#### PASSAGE
※

Monday, March 5, 2012

What Is

The sky was throwing a fit this morning. It was huffing around, throwing big fat tears every which way. This is March in this part of the country. It's a manic-depressive drama queen. One day bright and shiny and kind of warm, inviting everyone out of hibernation and into their yards; the next all storming or sulking or giving the cold shoulder. Sometimes all of that on the same day. It's a time of year for dressing in layers and then peeling them off, one by one, or adding them back on as the sky stalks around changing its mood. It is useless to get upset about it. There's no changing what is.

These are the thoughts that attend me like handmaidens this morning as the Hooligan and I get ready to go about our day. We safely deposited the jBird at school, where she will doubtless encounter many exciting things. She is always encountering exciting things. It is part of her nature to do that. The Hooligan and I have less exciting things in store for us today. But we are less exciting people, most of the time. Our excitement is the slow burn variety. The kind that quietly enjoys what there is to do. There are errands and necessities. There are things that must be done. It is useless to get upset about these things. There's no changing what is.

※

#### ITEMS
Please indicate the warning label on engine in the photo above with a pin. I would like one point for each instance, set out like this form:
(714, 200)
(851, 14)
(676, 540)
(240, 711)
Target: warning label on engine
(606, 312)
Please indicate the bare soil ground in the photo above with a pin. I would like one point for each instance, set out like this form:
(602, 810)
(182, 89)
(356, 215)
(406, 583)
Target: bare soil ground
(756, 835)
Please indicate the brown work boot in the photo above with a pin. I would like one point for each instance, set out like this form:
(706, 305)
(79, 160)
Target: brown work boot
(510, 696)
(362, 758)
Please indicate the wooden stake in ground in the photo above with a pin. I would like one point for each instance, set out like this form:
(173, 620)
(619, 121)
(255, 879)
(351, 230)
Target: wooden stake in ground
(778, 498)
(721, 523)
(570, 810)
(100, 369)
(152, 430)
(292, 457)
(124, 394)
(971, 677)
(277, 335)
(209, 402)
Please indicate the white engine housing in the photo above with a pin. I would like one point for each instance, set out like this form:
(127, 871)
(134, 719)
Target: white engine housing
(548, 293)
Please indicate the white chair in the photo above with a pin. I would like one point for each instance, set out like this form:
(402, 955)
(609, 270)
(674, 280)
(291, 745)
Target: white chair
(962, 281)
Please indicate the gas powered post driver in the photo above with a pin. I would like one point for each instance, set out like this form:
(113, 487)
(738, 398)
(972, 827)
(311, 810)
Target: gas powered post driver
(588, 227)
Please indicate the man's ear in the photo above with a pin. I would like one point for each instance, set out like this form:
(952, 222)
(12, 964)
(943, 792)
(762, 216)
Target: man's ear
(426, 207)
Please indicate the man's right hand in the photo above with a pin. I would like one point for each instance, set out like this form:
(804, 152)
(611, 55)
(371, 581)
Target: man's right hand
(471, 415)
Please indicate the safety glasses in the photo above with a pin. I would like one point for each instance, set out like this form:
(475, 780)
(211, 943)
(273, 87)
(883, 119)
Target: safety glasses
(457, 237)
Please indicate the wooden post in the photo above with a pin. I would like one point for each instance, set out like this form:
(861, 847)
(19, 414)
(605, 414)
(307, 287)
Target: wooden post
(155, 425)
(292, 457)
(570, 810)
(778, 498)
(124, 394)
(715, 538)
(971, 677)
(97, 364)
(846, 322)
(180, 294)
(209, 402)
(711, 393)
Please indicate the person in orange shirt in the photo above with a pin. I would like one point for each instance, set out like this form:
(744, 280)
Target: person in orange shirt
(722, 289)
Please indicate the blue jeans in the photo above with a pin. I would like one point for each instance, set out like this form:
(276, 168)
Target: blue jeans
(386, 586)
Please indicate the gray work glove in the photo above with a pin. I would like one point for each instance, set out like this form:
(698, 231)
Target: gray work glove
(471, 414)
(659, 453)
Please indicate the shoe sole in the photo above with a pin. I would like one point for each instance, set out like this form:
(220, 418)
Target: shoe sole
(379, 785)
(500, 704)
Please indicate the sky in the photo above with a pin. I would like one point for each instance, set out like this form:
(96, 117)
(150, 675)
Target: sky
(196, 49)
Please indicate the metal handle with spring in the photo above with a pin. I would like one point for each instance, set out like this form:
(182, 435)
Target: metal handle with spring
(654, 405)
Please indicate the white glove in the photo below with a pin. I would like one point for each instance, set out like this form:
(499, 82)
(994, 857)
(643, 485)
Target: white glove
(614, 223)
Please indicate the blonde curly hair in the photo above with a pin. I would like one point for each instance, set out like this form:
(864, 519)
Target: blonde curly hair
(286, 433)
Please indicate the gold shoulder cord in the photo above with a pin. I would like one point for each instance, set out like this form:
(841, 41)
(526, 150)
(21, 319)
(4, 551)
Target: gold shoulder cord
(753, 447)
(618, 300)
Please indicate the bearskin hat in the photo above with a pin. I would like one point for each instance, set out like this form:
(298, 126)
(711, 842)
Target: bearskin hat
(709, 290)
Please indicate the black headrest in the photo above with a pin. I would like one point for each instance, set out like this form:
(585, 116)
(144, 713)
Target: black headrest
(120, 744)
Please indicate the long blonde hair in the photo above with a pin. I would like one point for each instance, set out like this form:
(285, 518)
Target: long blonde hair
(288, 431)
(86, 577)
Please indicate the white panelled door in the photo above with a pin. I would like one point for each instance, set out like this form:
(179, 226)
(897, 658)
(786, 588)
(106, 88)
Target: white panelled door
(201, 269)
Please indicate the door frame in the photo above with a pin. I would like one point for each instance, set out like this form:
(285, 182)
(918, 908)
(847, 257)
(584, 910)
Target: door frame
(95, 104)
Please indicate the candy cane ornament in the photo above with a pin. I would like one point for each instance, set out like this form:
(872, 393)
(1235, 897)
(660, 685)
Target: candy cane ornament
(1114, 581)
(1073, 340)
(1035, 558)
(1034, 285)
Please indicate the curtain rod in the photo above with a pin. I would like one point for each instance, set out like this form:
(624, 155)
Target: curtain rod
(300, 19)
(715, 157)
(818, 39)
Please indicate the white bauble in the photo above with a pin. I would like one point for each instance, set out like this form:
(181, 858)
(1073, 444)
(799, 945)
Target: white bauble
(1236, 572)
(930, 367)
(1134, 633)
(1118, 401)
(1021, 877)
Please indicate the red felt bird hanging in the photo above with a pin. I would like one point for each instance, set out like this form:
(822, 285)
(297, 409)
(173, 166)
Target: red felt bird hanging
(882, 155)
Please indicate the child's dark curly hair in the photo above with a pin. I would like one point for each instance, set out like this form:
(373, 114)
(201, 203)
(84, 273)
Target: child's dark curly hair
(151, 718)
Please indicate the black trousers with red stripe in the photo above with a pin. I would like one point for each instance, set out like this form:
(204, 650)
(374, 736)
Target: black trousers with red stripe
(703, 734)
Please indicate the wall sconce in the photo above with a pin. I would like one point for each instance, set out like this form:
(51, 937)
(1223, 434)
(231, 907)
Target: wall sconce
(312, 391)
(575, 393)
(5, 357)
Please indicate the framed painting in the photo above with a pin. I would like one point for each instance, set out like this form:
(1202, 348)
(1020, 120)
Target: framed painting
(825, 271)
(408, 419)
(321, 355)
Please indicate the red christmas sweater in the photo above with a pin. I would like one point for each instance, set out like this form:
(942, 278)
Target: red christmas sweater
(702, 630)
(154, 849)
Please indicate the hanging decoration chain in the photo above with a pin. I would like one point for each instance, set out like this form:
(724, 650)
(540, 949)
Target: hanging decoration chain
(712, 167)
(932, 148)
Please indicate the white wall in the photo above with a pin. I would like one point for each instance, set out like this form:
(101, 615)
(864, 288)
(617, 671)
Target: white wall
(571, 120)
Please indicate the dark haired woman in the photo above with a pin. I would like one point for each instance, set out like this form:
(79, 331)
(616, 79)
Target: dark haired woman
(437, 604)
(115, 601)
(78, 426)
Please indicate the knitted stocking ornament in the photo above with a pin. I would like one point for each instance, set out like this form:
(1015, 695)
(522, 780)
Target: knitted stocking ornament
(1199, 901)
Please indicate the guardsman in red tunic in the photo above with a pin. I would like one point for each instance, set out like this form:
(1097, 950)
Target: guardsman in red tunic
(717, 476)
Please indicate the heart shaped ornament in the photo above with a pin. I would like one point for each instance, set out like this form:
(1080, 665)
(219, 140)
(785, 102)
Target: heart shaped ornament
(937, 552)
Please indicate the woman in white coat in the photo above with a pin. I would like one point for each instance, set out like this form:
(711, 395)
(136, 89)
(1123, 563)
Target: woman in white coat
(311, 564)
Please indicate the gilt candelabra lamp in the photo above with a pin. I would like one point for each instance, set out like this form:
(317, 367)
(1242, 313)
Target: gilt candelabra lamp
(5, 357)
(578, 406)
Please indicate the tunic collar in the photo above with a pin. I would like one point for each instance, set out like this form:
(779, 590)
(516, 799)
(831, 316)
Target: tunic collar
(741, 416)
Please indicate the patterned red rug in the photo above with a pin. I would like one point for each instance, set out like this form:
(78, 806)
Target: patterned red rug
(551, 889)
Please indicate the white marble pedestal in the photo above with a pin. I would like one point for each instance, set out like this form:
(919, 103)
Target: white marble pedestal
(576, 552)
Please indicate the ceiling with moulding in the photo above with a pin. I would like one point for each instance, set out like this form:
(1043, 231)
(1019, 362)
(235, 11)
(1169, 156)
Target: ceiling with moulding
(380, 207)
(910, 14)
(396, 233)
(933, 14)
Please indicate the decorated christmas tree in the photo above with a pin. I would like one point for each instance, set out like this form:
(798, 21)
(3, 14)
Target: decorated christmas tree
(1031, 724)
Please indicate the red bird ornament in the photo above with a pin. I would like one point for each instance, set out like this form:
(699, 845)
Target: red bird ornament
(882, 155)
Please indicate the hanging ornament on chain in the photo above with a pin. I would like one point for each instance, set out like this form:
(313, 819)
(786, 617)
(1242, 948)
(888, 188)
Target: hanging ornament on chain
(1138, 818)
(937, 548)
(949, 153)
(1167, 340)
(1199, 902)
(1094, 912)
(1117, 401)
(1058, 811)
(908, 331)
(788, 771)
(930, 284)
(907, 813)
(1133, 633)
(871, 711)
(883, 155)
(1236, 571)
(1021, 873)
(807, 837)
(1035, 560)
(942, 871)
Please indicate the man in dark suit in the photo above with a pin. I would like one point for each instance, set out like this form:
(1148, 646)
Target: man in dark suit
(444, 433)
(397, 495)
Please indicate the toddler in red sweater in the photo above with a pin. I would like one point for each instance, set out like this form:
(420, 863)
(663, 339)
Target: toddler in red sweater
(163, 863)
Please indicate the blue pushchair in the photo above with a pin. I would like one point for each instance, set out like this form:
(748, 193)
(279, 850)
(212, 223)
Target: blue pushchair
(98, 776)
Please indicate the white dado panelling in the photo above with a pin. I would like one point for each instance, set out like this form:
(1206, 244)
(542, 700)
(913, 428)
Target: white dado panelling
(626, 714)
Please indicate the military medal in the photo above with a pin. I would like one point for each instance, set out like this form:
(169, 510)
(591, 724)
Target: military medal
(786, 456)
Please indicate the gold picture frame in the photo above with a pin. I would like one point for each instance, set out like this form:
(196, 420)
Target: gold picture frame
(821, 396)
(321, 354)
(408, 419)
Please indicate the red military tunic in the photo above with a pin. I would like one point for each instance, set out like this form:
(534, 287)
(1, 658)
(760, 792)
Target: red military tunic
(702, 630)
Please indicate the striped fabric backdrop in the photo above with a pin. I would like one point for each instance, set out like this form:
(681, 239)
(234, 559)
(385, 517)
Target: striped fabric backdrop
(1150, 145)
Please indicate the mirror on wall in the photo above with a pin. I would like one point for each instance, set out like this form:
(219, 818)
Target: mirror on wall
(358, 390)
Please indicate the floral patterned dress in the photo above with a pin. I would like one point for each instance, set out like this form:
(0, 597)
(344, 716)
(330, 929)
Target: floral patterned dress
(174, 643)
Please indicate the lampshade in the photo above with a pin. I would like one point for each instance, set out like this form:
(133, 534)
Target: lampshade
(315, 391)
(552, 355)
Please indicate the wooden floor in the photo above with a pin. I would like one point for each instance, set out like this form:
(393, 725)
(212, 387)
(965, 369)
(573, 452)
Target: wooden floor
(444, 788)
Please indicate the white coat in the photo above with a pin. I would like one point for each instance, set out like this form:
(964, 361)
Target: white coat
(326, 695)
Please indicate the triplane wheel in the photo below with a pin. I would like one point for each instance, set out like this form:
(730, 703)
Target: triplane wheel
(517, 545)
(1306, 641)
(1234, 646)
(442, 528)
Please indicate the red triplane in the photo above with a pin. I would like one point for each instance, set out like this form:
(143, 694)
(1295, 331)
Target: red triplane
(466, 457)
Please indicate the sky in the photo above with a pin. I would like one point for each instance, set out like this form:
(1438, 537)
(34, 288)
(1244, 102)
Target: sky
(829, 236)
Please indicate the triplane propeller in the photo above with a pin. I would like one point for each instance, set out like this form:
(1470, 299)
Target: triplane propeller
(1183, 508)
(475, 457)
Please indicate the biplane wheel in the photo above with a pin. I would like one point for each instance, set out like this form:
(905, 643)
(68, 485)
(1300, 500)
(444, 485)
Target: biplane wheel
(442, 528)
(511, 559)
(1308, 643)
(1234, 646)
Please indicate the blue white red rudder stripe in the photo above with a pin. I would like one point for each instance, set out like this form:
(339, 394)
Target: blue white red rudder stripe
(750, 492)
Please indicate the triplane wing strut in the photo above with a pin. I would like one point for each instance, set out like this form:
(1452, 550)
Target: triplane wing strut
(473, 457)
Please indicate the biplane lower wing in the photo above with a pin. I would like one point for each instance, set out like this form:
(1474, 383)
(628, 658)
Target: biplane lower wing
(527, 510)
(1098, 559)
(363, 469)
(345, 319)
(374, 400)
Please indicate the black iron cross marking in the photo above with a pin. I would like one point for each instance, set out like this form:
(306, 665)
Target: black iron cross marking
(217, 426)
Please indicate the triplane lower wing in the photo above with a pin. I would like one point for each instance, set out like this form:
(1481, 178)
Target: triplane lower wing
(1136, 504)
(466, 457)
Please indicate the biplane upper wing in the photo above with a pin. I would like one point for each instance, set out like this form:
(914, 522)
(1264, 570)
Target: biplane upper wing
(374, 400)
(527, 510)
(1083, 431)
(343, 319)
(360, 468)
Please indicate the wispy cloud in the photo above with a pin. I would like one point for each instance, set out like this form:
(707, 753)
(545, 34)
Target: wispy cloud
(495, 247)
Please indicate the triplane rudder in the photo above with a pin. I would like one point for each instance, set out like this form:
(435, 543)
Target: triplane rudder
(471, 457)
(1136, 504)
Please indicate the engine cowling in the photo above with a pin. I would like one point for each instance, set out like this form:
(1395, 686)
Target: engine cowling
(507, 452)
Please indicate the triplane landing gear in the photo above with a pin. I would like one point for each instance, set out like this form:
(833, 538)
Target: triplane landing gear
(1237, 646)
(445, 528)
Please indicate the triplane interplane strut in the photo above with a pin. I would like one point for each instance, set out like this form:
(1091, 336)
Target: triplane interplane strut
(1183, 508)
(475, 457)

※

#### WHAT IS ASKED
#1 In the post, what does the author call March in this part of the country?
#2 Echo the records exactly, beginning at the line that contains "Please indicate the triplane interplane" and continuing through the end of the records.

#### PER-TASK ANSWERS
#1 A manic-depressive drama queen.

#2
Please indicate the triplane interplane strut in the photo above with a pin. I would like one point for each instance, set out like this form:
(1091, 336)
Target: triplane interplane strut
(1183, 508)
(475, 457)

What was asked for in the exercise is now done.